Problem details:
Retype exactly and only the lines from the one that contains "Find the sofa" through the final line of the data; pictures are left out.

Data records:
____________

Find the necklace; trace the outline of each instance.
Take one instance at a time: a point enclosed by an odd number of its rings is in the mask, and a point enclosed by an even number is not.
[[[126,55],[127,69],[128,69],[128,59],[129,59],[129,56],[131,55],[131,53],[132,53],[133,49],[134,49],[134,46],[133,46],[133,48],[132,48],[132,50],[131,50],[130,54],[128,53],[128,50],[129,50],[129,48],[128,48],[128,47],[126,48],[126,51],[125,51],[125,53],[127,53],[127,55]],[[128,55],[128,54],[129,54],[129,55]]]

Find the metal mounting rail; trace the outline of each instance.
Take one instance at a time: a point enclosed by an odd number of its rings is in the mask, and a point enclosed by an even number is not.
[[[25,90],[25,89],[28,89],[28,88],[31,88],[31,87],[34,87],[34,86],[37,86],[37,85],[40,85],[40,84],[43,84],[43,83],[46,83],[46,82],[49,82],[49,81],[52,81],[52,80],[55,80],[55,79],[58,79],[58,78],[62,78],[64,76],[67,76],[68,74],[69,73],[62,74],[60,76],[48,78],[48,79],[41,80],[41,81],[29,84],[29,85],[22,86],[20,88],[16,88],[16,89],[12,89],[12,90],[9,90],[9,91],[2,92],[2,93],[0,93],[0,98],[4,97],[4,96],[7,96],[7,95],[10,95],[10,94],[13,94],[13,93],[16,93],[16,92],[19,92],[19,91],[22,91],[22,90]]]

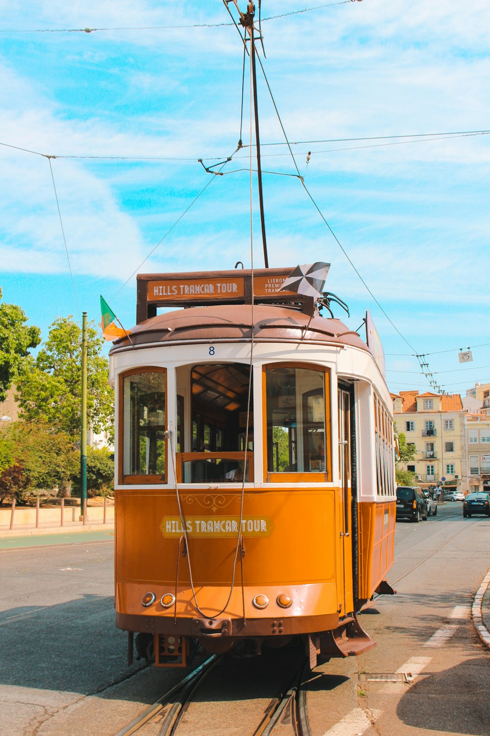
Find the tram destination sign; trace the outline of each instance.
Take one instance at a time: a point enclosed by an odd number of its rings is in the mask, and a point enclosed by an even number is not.
[[[198,272],[181,274],[138,274],[137,322],[154,316],[158,306],[307,302],[311,297],[282,291],[290,268]]]
[[[148,281],[149,302],[185,299],[201,301],[203,299],[226,300],[245,296],[245,282],[235,278],[180,278]]]

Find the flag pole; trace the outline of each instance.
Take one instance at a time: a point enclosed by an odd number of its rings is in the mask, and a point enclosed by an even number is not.
[[[132,341],[132,340],[131,339],[131,338],[129,337],[129,332],[128,332],[128,331],[126,330],[126,328],[125,328],[125,327],[123,327],[123,325],[122,325],[120,324],[120,322],[119,322],[119,320],[118,320],[118,318],[116,317],[115,314],[114,315],[114,316],[115,317],[115,319],[116,319],[116,320],[117,320],[118,323],[119,325],[120,325],[120,328],[121,328],[121,330],[124,330],[124,332],[125,332],[125,333],[126,333],[126,336],[127,337],[127,339],[128,339],[129,340],[129,342],[131,343],[131,347],[134,347],[134,343],[133,342],[133,341]]]

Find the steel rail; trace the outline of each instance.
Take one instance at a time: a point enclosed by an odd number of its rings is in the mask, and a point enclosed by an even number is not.
[[[253,732],[253,736],[271,736],[288,708],[295,736],[311,736],[306,714],[306,693],[303,687],[305,673],[309,669],[308,662],[302,659],[289,685],[284,688],[284,694],[279,694],[271,700],[264,718]]]
[[[172,703],[172,698],[174,696],[183,693],[183,691],[187,692],[187,690],[194,689],[195,687],[196,682],[199,682],[203,679],[208,673],[218,664],[221,659],[221,655],[218,656],[214,654],[212,657],[210,657],[206,660],[206,662],[203,662],[202,665],[200,665],[195,670],[193,670],[192,672],[190,673],[187,677],[184,677],[183,680],[168,690],[167,693],[165,693],[161,698],[159,698],[159,699],[156,701],[153,705],[151,705],[148,708],[146,708],[145,710],[143,711],[143,712],[139,715],[137,715],[137,717],[128,723],[127,726],[124,726],[122,729],[120,729],[120,730],[115,734],[115,736],[130,736],[131,734],[135,733],[140,728],[142,728],[145,723],[148,723],[148,721],[154,718],[154,716],[156,715],[157,713],[159,713],[161,710],[163,710],[163,709],[170,704],[171,704],[171,707],[169,712],[172,711],[176,705],[181,707],[182,706],[181,702],[177,702],[176,704]],[[181,697],[183,700],[184,698],[182,695],[181,695]],[[176,718],[179,712],[179,710],[177,710],[177,712],[176,713],[175,718]],[[175,718],[173,719],[174,721]]]

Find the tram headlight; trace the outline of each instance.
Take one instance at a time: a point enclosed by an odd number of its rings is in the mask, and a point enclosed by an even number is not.
[[[269,605],[269,598],[267,595],[259,593],[258,595],[255,596],[252,603],[256,608],[265,608],[266,606]]]
[[[176,602],[176,597],[173,593],[165,593],[160,599],[160,603],[164,608],[170,608]]]
[[[278,595],[275,602],[281,608],[290,608],[292,606],[292,598],[287,593],[281,593],[280,595]]]
[[[154,593],[145,593],[143,595],[143,600],[141,601],[141,604],[142,604],[143,606],[145,606],[145,608],[148,608],[148,606],[151,606],[151,604],[154,603],[154,602],[155,602],[155,594]]]

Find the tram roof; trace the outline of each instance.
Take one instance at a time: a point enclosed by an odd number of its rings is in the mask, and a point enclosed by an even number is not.
[[[253,318],[252,318],[253,314]],[[159,346],[203,340],[304,343],[337,343],[367,350],[356,332],[340,320],[319,314],[309,316],[298,308],[275,305],[223,304],[189,307],[165,312],[140,322],[130,331],[134,347]],[[127,337],[115,342],[111,350],[131,347]]]

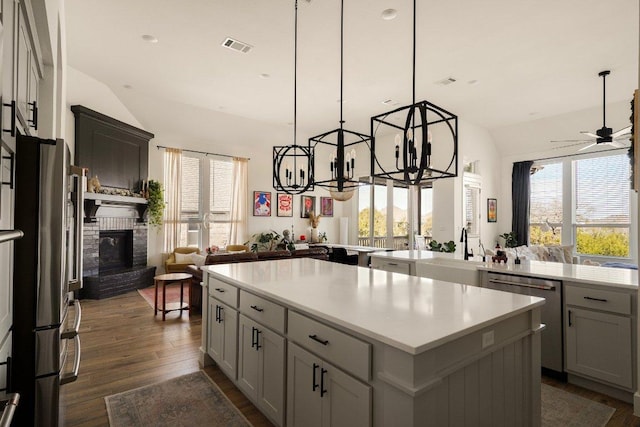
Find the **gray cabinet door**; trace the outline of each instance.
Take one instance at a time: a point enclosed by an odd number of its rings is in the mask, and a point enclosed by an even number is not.
[[[631,389],[631,318],[573,307],[565,314],[567,370]]]

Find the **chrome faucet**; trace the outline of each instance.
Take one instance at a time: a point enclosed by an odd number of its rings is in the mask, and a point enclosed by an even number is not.
[[[469,242],[467,240],[467,228],[462,227],[462,234],[460,235],[460,242],[464,242],[464,260],[468,261],[469,257],[473,256],[473,251],[469,251]]]

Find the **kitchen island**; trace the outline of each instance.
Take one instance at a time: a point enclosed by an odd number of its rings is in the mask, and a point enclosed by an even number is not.
[[[541,298],[314,259],[203,271],[201,363],[277,425],[540,425]]]

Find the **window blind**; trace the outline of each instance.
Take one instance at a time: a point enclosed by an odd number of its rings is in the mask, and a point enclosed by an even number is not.
[[[538,165],[531,175],[529,223],[562,222],[562,163]]]
[[[626,154],[575,161],[576,224],[629,224]]]

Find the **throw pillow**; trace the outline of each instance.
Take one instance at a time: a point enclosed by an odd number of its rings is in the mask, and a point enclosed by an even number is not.
[[[191,254],[191,262],[193,262],[198,267],[202,267],[206,259],[207,257],[204,255],[200,255],[195,252]]]
[[[175,253],[176,264],[191,264],[191,254]]]

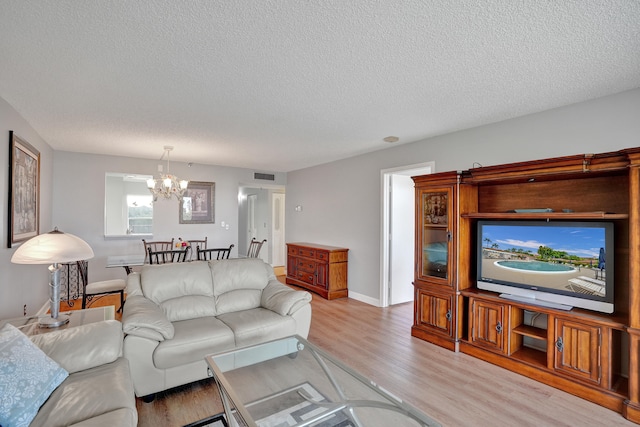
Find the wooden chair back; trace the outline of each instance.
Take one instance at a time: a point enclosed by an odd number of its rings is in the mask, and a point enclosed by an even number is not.
[[[149,248],[149,264],[167,264],[170,262],[185,262],[188,261],[189,246],[184,246],[179,249],[170,249],[168,251],[154,251]]]
[[[247,258],[258,258],[260,249],[262,249],[262,245],[266,241],[267,239],[264,239],[262,242],[255,238],[251,239],[251,243],[249,243],[249,250],[247,251]]]
[[[229,255],[231,255],[231,249],[233,249],[233,244],[228,248],[211,248],[211,249],[200,249],[200,246],[196,246],[197,259],[198,261],[210,261],[212,259],[229,259]]]
[[[205,236],[204,239],[202,240],[198,240],[198,239],[194,239],[194,240],[189,240],[189,246],[191,246],[191,251],[189,252],[189,258],[193,261],[194,259],[197,259],[197,251],[194,248],[200,248],[200,249],[207,249],[207,237]]]
[[[173,250],[173,238],[171,240],[157,240],[150,242],[142,239],[142,244],[144,245],[145,264],[151,263],[151,261],[149,260],[149,250],[153,250],[153,252]]]

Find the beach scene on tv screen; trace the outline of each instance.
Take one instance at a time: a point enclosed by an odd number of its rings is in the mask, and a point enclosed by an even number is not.
[[[484,225],[483,280],[605,296],[604,228]]]

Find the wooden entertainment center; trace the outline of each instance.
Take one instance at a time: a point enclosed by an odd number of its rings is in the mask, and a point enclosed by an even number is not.
[[[640,423],[640,148],[413,180],[411,334]],[[530,208],[549,211],[514,212]],[[494,219],[613,223],[614,313],[540,307],[477,289],[476,225]]]

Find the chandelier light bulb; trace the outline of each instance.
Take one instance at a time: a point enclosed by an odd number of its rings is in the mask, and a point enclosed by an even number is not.
[[[167,173],[160,175],[160,179],[147,180],[147,187],[149,187],[149,191],[153,195],[154,202],[157,201],[159,197],[170,199],[172,196],[175,196],[178,200],[182,200],[182,196],[189,186],[189,181],[186,179],[180,180],[175,175],[169,173],[169,154],[171,150],[173,150],[173,147],[164,147],[165,154],[167,155]],[[162,157],[164,157],[164,154]]]

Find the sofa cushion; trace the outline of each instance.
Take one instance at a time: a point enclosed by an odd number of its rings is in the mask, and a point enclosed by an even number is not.
[[[217,314],[260,307],[262,290],[273,273],[261,259],[210,261]]]
[[[173,338],[173,324],[158,304],[143,297],[127,297],[122,313],[122,330],[125,334],[164,341]]]
[[[171,322],[216,315],[206,261],[145,265],[140,286],[144,296],[162,307]]]
[[[76,372],[51,394],[29,427],[62,427],[124,409],[128,422],[136,425],[138,415],[129,362],[115,362]]]
[[[123,338],[122,324],[105,320],[34,335],[31,341],[72,374],[122,356]],[[73,351],[69,351],[71,348]]]
[[[173,339],[162,341],[153,352],[153,364],[160,369],[202,361],[207,354],[234,348],[233,331],[215,317],[174,322]]]
[[[236,347],[258,344],[296,333],[296,321],[289,316],[254,308],[218,316],[235,335]]]
[[[69,374],[18,328],[0,329],[0,425],[28,426]]]
[[[309,292],[295,291],[277,280],[272,280],[262,291],[260,304],[281,316],[286,316],[295,313],[309,302],[311,302]]]

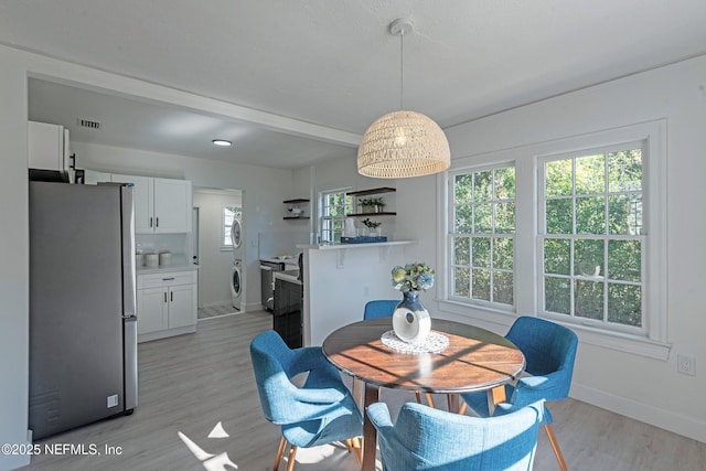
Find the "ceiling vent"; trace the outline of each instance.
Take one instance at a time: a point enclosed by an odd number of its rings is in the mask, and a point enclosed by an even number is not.
[[[100,122],[98,121],[92,121],[90,119],[81,119],[78,118],[78,126],[81,126],[82,128],[88,128],[88,129],[100,129]]]

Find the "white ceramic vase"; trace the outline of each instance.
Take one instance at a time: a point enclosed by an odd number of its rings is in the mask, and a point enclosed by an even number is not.
[[[404,292],[404,299],[393,313],[395,335],[405,342],[421,343],[431,332],[429,311],[419,301],[419,291]]]

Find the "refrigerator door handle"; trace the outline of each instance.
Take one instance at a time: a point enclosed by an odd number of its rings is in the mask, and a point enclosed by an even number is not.
[[[122,320],[125,410],[137,407],[137,317]]]
[[[122,315],[137,315],[137,274],[135,271],[135,193],[121,189],[122,213]]]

____________

Correct answer:
Find the sofa cushion; trace the outline of each instance.
Take one instance at a time: a point enclosed by an odd number of its rings is in the mask, and a point enclosed by an even number is not.
[[[217,314],[260,307],[262,290],[273,273],[261,259],[210,261]]]
[[[173,338],[173,324],[158,304],[143,297],[127,297],[122,313],[122,330],[125,334],[164,341]]]
[[[171,322],[216,315],[206,261],[145,265],[140,286],[144,296],[162,307]]]
[[[76,372],[51,394],[29,427],[62,427],[124,409],[128,422],[136,425],[138,415],[129,362],[115,362]]]
[[[123,338],[122,324],[105,320],[34,335],[31,341],[72,374],[122,356]],[[73,351],[69,351],[71,348]]]
[[[173,339],[162,341],[153,352],[153,364],[160,369],[202,361],[207,354],[234,348],[233,331],[215,317],[174,322]]]
[[[236,347],[258,344],[296,333],[296,321],[289,316],[254,308],[218,316],[235,335]]]
[[[69,374],[18,328],[0,329],[0,425],[28,426]]]
[[[309,292],[295,291],[277,280],[272,280],[262,291],[260,304],[281,316],[286,316],[295,313],[309,302],[311,302]]]

Find the "ceiling vent"; trace the outline of each instance.
Take one instance at a time: a point enclosed by an odd number of its rings is in the mask, and a point enclosed by an even number is not.
[[[100,122],[98,121],[92,121],[90,119],[81,119],[78,118],[78,126],[81,126],[82,128],[88,128],[88,129],[100,129]]]

Find the "white ceramic vase"; trace the outline of each instance.
Take one instance at a time: a point enclosed by an odd number of its rings is in the mask, and a point enclosed by an even number is not.
[[[404,292],[404,299],[393,313],[395,335],[405,342],[421,343],[431,332],[429,311],[419,301],[419,291]]]

Find the "refrigerator door handle"; trace the outline of each instance.
Take one instance at a time: a point enclosed by an odd number of its rings is in the mask, and a point enclosed by an even number is not.
[[[122,320],[125,410],[137,407],[137,317]]]
[[[122,315],[137,315],[137,274],[135,271],[135,193],[121,189],[122,213]]]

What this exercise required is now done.